→ WRITTEN EXERCISE: Please rewrite the items below, renaming every "pick out" to "identify" and leaving everything else unchanged.

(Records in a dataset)
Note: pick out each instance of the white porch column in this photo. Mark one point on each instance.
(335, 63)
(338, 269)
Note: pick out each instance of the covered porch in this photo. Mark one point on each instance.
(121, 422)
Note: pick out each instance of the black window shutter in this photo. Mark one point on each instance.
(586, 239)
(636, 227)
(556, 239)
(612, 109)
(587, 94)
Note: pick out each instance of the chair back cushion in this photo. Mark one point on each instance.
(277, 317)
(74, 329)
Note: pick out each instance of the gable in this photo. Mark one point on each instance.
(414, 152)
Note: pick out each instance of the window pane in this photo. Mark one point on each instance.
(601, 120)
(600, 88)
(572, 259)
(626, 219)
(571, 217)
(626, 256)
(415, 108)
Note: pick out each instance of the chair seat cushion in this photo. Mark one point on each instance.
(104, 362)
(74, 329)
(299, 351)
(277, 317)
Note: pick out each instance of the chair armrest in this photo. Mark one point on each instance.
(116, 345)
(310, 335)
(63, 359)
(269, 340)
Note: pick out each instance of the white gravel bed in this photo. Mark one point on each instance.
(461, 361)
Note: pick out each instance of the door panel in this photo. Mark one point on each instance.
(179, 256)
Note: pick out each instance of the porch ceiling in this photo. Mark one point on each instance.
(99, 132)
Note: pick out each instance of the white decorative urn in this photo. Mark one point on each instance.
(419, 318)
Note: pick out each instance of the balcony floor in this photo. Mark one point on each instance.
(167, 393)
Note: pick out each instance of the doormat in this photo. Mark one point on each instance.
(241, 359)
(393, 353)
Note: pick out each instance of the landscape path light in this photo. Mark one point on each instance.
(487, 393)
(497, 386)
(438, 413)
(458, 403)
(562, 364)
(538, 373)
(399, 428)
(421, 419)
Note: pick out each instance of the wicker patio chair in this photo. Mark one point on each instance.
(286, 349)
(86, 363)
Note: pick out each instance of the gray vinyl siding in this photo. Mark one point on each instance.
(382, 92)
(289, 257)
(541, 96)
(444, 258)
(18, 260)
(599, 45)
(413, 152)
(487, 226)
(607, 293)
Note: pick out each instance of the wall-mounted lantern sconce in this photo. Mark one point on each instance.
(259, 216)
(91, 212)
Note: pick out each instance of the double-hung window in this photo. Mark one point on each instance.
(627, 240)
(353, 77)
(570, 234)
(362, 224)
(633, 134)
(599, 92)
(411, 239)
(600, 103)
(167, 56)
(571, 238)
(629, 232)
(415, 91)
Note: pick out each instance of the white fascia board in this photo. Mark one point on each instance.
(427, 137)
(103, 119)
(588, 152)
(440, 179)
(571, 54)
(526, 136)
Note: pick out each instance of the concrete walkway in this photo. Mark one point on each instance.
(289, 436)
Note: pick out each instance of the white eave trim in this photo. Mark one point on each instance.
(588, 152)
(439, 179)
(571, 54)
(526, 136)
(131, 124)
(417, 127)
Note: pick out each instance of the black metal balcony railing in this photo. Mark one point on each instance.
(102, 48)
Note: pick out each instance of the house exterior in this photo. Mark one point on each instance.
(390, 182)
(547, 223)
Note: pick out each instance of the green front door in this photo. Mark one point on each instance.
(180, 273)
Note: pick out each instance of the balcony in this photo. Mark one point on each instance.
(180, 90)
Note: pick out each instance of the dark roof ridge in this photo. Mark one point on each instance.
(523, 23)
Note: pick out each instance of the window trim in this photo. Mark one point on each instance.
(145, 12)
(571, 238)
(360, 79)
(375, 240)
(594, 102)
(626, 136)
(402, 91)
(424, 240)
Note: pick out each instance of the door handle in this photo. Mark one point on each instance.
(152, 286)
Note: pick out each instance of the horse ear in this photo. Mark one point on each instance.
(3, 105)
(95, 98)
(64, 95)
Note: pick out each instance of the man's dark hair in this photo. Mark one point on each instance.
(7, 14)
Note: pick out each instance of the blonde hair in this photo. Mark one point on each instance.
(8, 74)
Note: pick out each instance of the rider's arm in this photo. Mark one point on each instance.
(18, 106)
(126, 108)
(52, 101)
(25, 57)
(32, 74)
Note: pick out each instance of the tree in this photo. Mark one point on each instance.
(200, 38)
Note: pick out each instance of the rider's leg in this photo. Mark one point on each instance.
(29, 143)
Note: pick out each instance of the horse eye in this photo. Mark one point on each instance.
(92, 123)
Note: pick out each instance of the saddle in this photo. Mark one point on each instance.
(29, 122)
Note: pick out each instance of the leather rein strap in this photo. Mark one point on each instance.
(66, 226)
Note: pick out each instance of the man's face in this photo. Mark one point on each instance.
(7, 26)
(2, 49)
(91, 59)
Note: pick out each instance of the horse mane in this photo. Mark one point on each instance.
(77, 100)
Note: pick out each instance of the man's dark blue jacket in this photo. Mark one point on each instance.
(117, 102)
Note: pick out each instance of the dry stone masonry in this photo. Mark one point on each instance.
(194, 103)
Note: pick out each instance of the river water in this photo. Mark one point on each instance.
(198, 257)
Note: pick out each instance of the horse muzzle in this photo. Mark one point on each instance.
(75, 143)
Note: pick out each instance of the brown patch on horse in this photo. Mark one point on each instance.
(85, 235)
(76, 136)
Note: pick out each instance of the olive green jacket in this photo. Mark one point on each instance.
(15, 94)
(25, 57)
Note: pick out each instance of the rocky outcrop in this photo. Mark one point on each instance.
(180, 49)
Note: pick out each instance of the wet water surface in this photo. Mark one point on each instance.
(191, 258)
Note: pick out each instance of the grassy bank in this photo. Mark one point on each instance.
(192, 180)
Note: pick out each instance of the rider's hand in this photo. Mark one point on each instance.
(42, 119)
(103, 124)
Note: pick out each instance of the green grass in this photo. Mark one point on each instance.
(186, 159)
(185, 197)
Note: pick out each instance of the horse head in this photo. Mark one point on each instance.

→ WRITTEN SOLUTION:
Note: identify each instance of the white porch column in this photo. Mark one point on each instance.
(335, 63)
(338, 269)
Note: identify each instance of the covered porch in this photo. Mark one point on each instance.
(121, 422)
Note: identify each instance of the black window shutter in this photo. Mark one point on each instance.
(586, 239)
(636, 227)
(556, 239)
(612, 109)
(587, 94)
Note: identify each instance of the chair back cushion in this photo. Mark one point on each instance.
(277, 317)
(74, 329)
Note: identify each instance of the gable in this photo. Mark one point on each instance.
(414, 152)
Note: identify each instance of the window pane in this photo. Mark one point on each instance.
(601, 120)
(600, 88)
(572, 259)
(626, 219)
(571, 217)
(626, 256)
(415, 108)
Note: identify each instance of the chair seat cushion in this photo. Mark one point on each instance.
(104, 362)
(74, 329)
(299, 351)
(277, 317)
Note: identify each instance of the chair armrest in this photo. Mark one point on each instance.
(116, 345)
(310, 335)
(63, 359)
(269, 340)
Note: identify each instance of the white gravel bed in this photo. Mark one point on each instance.
(461, 361)
Note: identify each instance of the door panel in this photo. Mark one point on each instance.
(179, 256)
Note: identify each instance of the porch ceiling in this photo. Mark one point on each instance.
(99, 132)
Note: identify each instance of the white decorative urn in this photo. Mark one point on each instance.
(419, 318)
Note: identify each instance of the balcony floor in this photo. Mark one point on each instance.
(167, 393)
Note: identify each instance of the doormat in this photo. Mark one point on each instance.
(241, 359)
(393, 353)
Note: identify each instance of the landscape path light in this photo. Mark one point on each instance.
(487, 393)
(497, 386)
(438, 413)
(458, 403)
(562, 364)
(538, 373)
(399, 428)
(421, 419)
Note: identify each instance of the wicker patio chair in this photo. Mark one point on each instance.
(286, 349)
(86, 363)
Note: identify each instance of the gray vinyl siding in this photo. Mark one point on each instance.
(382, 92)
(289, 257)
(541, 96)
(444, 258)
(18, 260)
(599, 45)
(413, 152)
(487, 226)
(607, 293)
Note: identify each instance of the wall-mounted lantern sconce in this photo. Mark one point on each instance.
(259, 216)
(91, 212)
Note: identify each instance of the double-hung window in this photo. Mark one point on each instance.
(627, 240)
(353, 77)
(570, 234)
(362, 224)
(633, 134)
(599, 92)
(411, 239)
(600, 103)
(167, 56)
(571, 238)
(629, 232)
(415, 91)
Note: identify each instance of the white fascia board in this photo. Mark one point on each instance.
(427, 137)
(103, 119)
(588, 152)
(440, 179)
(571, 54)
(526, 136)
Note: identify each instance of the concrete walkway in this photo. Mark one point on each instance.
(289, 436)
Note: identify each instance of the white eave trim in this photo. Mark one point on each instance.
(588, 152)
(439, 179)
(571, 54)
(526, 136)
(131, 124)
(417, 127)
Note: identify each instance of the black metal balcony railing in this photo. Mark one point on each instance.
(102, 48)
Note: identify each instance of the house exterior in this photo. Mark one point on each instance.
(390, 182)
(547, 223)
Note: identify each instance of the green front door in this photo. Mark one point on each instance.
(180, 273)
Note: identify each instance of the balcony in this photo. Mark one point on each instance.
(180, 90)
Note: identify each instance of the dark roof ridge in this photo. Mark one point on each instance.
(523, 23)
Note: identify each instance of the window trim in this photo. Mark one point on each instance.
(145, 12)
(571, 238)
(360, 79)
(375, 240)
(594, 102)
(626, 136)
(402, 91)
(424, 240)
Note: identify each instance of the door handle in this photo. Mark one point on each instance.
(152, 286)
Note: identify each instance of the horse ear in this photo. Mark one point on each instance.
(3, 105)
(95, 98)
(64, 95)
Note: identify each instance of the man's dark hair in this photo. Mark one point on each instance.
(7, 14)
Note: identify each instance of the blonde hair in this photo. Mark one point on each instance.
(8, 74)
Note: identify each instance of the rider's arm in this photo. Mark one point on each instance.
(18, 106)
(126, 108)
(52, 101)
(25, 57)
(32, 74)
Note: identify each instance of the tree in this photo. Mark one point on each instance.
(200, 38)
Note: identify each instance of the rider's leg in this photo. Mark one point on each instance.
(29, 143)
Note: identify each instance of the horse eye in this photo. Mark one point on each instance.
(92, 123)
Note: identify each instance of the saddle in this photo. Mark one point on each instance.
(29, 122)
Note: identify each instance of the leather rein strap in this photo. Mark one point on each instance.
(66, 226)
Note: identify each instance of the man's face in this photo. Mark one point on each instance.
(7, 26)
(2, 49)
(91, 59)
Note: identify each instance of the horse mane in this photo. Mark one point on each instance.
(77, 100)
Note: identify each instance of the man's dark blue jacket in this photo. Mark one point on each instance.
(117, 102)
Note: identify each instance of the dry stone masonry in this photo. Mark one point on each instance.
(194, 103)
Note: identify each instance of the river water in this photo. Mark one point on each instance.
(198, 257)
Note: identify each instance of the horse muzzle in this photo. Mark one point on each instance.
(75, 143)
Note: identify each instance of the brown patch on horse in this photo. Mark one point on each instance.
(85, 235)
(76, 136)
Note: identify each instance of the olive green jacket in this photo. Mark one point on each instance.
(15, 94)
(25, 57)
Note: identify each instance of the rocky outcrop in this photo. Mark one point on each instance.
(180, 49)
Note: identify each instance of the wet water surface in this photo. Mark one point on each instance.
(191, 258)
Note: identify each instance of the grassy bank in this photo. Mark one point on each instance.
(192, 180)
Note: identify each instance of the rider's hand in this photo. Mark one point on each instance.
(42, 119)
(103, 124)
Note: identify each instance of the green grass in this photo. Mark one point on each instance.
(186, 159)
(185, 197)
Note: identify each instance of the horse head in this photo. Mark one point on each instance.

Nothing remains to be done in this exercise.